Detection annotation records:

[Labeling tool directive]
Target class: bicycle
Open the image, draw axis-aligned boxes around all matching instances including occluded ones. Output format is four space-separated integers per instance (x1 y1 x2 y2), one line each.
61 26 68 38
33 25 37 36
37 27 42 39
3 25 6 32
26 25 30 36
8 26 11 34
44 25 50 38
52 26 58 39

### Your goal
Reproduce the material above line for line, with no changes.

### Exercise answer
[Labeling tool directive]
Target class: bicycle
Open the image, draw axis-aligned boxes around all matching instances including occluded ones. Output format is four space-separated integers per instance (x1 y1 x2 y2), one line each.
61 26 68 38
33 25 37 36
37 27 42 39
3 25 6 32
26 25 30 36
8 26 11 34
44 25 50 38
52 26 58 39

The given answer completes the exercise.